Records provided —
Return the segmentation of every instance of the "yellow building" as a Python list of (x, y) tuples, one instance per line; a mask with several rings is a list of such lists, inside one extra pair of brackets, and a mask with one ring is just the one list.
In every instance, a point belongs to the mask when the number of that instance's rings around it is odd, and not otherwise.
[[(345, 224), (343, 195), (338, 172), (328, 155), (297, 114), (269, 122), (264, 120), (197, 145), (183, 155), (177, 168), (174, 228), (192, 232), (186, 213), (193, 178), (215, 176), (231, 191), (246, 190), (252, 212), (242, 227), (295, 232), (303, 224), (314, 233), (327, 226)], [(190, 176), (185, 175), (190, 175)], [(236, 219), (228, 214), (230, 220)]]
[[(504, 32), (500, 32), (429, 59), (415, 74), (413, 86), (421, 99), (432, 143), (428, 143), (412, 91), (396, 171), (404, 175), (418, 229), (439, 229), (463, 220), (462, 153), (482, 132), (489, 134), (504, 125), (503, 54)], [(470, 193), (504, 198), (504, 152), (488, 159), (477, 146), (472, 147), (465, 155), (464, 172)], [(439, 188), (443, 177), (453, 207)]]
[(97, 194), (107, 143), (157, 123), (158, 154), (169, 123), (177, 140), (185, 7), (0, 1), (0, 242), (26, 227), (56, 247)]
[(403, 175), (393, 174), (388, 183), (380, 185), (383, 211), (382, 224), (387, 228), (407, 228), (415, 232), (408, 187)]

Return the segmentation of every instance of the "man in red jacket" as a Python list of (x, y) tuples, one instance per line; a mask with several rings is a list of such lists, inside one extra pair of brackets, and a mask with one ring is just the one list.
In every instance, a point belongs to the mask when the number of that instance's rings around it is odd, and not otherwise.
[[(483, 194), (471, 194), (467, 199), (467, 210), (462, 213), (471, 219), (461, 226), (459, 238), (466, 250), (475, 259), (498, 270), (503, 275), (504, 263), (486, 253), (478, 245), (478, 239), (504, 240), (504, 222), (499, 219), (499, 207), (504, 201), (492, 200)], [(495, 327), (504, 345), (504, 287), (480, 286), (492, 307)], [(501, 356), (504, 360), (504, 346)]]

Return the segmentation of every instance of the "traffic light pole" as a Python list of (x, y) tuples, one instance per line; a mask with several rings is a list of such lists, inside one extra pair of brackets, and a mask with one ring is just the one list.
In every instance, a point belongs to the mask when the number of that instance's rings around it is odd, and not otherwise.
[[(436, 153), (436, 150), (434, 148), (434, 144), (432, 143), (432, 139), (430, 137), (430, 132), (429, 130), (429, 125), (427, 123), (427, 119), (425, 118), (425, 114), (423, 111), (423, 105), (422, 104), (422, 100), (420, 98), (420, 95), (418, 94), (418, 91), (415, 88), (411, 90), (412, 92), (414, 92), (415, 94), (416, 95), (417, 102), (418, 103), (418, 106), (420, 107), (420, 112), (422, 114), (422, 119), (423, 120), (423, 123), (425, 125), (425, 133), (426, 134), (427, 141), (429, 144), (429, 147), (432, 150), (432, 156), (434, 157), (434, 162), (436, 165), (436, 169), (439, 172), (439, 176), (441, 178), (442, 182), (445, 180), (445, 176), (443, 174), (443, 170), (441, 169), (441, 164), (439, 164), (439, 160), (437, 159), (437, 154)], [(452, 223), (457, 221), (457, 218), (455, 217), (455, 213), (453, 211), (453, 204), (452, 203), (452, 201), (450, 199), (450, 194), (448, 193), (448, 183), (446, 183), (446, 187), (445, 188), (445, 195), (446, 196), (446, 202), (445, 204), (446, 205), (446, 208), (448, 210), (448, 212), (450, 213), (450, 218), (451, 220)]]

...

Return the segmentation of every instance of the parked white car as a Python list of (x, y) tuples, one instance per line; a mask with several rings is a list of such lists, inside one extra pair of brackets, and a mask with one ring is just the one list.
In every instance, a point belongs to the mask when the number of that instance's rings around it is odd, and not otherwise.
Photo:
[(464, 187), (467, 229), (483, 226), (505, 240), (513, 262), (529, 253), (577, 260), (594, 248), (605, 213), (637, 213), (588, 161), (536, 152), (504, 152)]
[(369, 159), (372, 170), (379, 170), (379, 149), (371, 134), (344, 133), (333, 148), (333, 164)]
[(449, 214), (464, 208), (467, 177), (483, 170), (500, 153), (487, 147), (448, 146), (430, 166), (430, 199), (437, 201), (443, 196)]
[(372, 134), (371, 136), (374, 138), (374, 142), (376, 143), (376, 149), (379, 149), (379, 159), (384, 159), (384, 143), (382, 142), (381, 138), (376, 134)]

Directions for this task — Can you return, unchanged, every line from the one containing "Return the segmentation of every instance of the parked" through the one containing "138), (376, 134)]", with both of those lines included?

Written response —
Return the segmentation of every instance of the parked white car as a Python list of (x, y) tuples, one instance per line; a mask with several rings is a list of such lists, inside one extra pair of brackets, and a mask with one ring is just the one list.
In every instance, a point belongs to the mask when the number of that instance's rings around it is odd, and not otherwise.
Photo:
[(464, 187), (467, 229), (483, 226), (505, 240), (513, 262), (529, 253), (577, 260), (594, 248), (605, 213), (637, 213), (588, 161), (536, 152), (504, 152)]
[(369, 159), (372, 170), (379, 170), (379, 149), (371, 134), (344, 133), (333, 148), (333, 164)]
[(449, 214), (464, 208), (467, 177), (483, 170), (500, 153), (487, 147), (448, 146), (430, 166), (430, 199), (437, 201), (443, 196)]
[(372, 134), (371, 136), (374, 138), (374, 142), (376, 143), (376, 149), (379, 149), (379, 159), (384, 159), (384, 143), (382, 142), (381, 138), (376, 134)]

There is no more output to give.